EXERCISE PROMPT -> Copy the lines of the listing below exactly, from the line containing "Check that each instance of the gravel" through the end of the listing, both ends included.
⁂
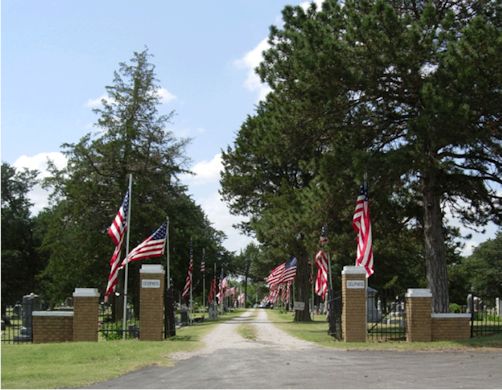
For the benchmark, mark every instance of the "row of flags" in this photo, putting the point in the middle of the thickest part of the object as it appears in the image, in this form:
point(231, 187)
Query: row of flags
point(279, 279)
point(152, 246)
point(364, 257)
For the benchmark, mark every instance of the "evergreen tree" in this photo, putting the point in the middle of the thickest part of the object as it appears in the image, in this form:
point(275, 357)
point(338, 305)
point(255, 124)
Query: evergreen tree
point(133, 139)
point(405, 91)
point(20, 261)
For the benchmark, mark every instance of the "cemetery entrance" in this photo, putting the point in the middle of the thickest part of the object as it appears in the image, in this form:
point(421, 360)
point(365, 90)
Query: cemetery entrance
point(386, 315)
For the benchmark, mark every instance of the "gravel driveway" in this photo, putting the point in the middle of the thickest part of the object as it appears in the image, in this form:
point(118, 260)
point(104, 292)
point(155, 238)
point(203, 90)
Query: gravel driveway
point(277, 360)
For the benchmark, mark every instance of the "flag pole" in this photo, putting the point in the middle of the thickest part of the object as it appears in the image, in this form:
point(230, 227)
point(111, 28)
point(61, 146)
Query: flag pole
point(204, 279)
point(126, 274)
point(312, 284)
point(168, 274)
point(191, 284)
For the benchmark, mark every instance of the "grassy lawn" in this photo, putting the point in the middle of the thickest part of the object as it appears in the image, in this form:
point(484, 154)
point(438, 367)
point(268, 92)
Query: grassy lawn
point(248, 331)
point(317, 332)
point(79, 364)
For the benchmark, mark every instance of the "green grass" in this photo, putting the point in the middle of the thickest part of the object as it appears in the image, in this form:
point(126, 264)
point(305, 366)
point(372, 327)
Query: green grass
point(247, 330)
point(79, 364)
point(317, 332)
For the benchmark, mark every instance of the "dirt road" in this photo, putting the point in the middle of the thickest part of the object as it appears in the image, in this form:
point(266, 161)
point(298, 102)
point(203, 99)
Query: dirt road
point(277, 360)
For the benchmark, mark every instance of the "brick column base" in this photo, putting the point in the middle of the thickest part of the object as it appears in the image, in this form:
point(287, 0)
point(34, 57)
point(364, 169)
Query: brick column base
point(151, 305)
point(85, 317)
point(418, 314)
point(354, 285)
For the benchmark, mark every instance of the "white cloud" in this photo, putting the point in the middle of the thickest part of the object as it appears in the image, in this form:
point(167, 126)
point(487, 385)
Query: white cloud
point(165, 96)
point(204, 187)
point(254, 57)
point(218, 213)
point(162, 93)
point(206, 172)
point(250, 61)
point(97, 102)
point(39, 162)
point(38, 196)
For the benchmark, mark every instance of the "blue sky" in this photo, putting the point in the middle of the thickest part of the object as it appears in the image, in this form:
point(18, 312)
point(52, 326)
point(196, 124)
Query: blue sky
point(58, 56)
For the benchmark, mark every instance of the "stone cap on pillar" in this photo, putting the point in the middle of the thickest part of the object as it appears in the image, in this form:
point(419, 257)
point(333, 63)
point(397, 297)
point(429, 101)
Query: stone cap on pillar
point(85, 292)
point(151, 269)
point(418, 293)
point(353, 270)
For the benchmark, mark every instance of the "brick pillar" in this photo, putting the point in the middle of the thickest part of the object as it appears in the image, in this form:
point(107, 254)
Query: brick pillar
point(85, 317)
point(151, 305)
point(418, 314)
point(354, 285)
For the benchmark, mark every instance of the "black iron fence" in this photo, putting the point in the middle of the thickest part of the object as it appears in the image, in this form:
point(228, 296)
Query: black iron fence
point(486, 315)
point(335, 314)
point(16, 327)
point(386, 316)
point(111, 324)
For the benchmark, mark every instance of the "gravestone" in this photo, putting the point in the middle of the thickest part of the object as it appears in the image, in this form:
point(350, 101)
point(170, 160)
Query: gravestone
point(30, 304)
point(470, 303)
point(170, 320)
point(184, 315)
point(213, 312)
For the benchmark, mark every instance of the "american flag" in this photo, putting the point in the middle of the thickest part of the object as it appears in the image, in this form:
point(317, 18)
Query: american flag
point(286, 292)
point(116, 232)
point(289, 271)
point(273, 295)
point(188, 283)
point(212, 291)
point(119, 224)
point(362, 226)
point(275, 276)
point(223, 286)
point(321, 282)
point(153, 246)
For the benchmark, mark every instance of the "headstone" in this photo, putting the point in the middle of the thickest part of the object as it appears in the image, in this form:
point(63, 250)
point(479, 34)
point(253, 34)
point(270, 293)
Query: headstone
point(170, 321)
point(184, 315)
point(213, 312)
point(373, 314)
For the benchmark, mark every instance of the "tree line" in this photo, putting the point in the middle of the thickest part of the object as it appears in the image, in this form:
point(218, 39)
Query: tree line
point(407, 92)
point(66, 245)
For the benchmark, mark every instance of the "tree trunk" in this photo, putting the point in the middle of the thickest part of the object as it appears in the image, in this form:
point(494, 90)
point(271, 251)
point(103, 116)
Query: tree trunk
point(302, 282)
point(435, 258)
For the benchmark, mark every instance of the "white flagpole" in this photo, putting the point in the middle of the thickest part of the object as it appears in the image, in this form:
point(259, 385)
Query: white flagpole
point(204, 279)
point(124, 316)
point(191, 283)
point(168, 274)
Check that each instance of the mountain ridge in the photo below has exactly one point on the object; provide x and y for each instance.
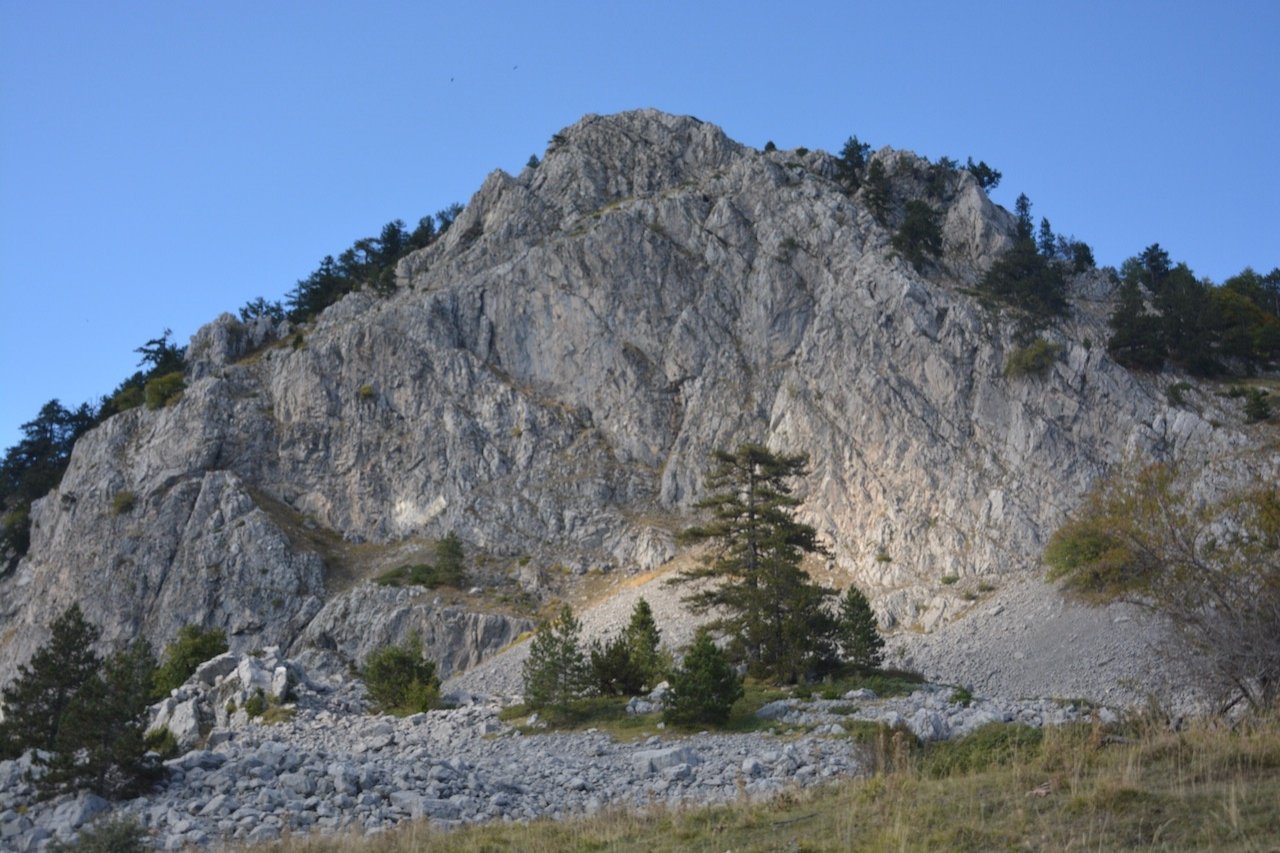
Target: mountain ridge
(551, 375)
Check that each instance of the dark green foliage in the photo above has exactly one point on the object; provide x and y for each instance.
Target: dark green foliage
(45, 688)
(369, 261)
(851, 162)
(192, 647)
(260, 308)
(987, 177)
(772, 609)
(1212, 569)
(1202, 328)
(108, 835)
(644, 643)
(256, 705)
(613, 671)
(401, 680)
(449, 560)
(860, 642)
(161, 742)
(992, 746)
(161, 356)
(919, 237)
(877, 191)
(1032, 360)
(1176, 393)
(448, 569)
(704, 687)
(1191, 324)
(32, 468)
(1023, 210)
(556, 671)
(632, 661)
(1257, 405)
(1045, 240)
(101, 737)
(164, 389)
(444, 218)
(1024, 278)
(1137, 338)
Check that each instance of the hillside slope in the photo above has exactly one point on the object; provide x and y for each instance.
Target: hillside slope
(549, 378)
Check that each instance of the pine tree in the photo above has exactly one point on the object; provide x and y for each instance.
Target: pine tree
(100, 743)
(773, 611)
(449, 560)
(1137, 340)
(704, 687)
(556, 671)
(644, 644)
(36, 701)
(859, 633)
(613, 670)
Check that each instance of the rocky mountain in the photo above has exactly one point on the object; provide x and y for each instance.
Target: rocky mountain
(548, 381)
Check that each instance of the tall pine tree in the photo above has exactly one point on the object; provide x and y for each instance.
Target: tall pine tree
(772, 609)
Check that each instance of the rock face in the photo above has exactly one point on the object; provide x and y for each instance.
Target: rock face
(551, 375)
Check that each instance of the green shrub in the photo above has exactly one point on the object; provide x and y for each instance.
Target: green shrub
(256, 705)
(1257, 406)
(858, 632)
(127, 397)
(992, 746)
(1176, 393)
(123, 502)
(704, 687)
(192, 647)
(110, 834)
(919, 237)
(556, 671)
(401, 680)
(1032, 360)
(613, 673)
(163, 391)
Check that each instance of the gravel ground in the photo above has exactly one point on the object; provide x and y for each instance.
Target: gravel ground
(1022, 641)
(1025, 639)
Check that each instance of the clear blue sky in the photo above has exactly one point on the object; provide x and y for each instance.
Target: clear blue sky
(161, 162)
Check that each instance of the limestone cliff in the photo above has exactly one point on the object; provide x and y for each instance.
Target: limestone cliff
(549, 378)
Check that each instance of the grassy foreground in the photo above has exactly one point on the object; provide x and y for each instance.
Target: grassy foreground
(1002, 788)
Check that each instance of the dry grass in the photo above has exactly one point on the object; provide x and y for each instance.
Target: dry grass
(1077, 788)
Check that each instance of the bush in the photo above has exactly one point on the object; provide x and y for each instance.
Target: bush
(556, 671)
(613, 671)
(161, 742)
(123, 502)
(992, 746)
(644, 642)
(919, 237)
(1032, 360)
(1176, 393)
(1211, 569)
(256, 705)
(1257, 406)
(192, 647)
(110, 835)
(859, 633)
(165, 389)
(401, 680)
(101, 735)
(704, 688)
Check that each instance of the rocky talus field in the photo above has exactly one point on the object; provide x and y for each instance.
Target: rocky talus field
(548, 381)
⁂
RESPONSE FOR THIS EXERCISE ->
Check that each instance of the gravel ground in the photo above has exactly one point on the object; provide x and y for each instance.
Target: gravel ground
(1022, 641)
(1025, 639)
Check that each instance of the clear blue sky in the photo above has exactly one point on the object; provide x and y for each instance.
Target: clear blue sky
(161, 162)
Check that each instance of the limestone cliff in the photo above has exactly one point on the object; provide x and y for each instance.
Target: limestone cliff
(549, 378)
Check that each instance of the grassy foreground in the photo above has exactly one point on the object; provide x and y for each instance.
Target: grassy foreground
(1002, 788)
Check that each instance of the dry grass in the photo above has exactly one point on the object; provide x and y for each instance.
Target: dry grass
(1077, 788)
Check that each instance of the bush in the photo above has exactly one point on the object; provide x and y for each instance.
Target: bush
(556, 671)
(613, 671)
(161, 742)
(123, 502)
(992, 746)
(644, 642)
(919, 237)
(1032, 360)
(1176, 393)
(1211, 569)
(256, 705)
(1257, 406)
(192, 647)
(110, 835)
(859, 633)
(165, 389)
(401, 680)
(101, 735)
(704, 688)
Check that each instance of the rocky talus field in the photo above has exactly one point on the object; provide x and y for each instance.
Target: rocky talus field
(548, 381)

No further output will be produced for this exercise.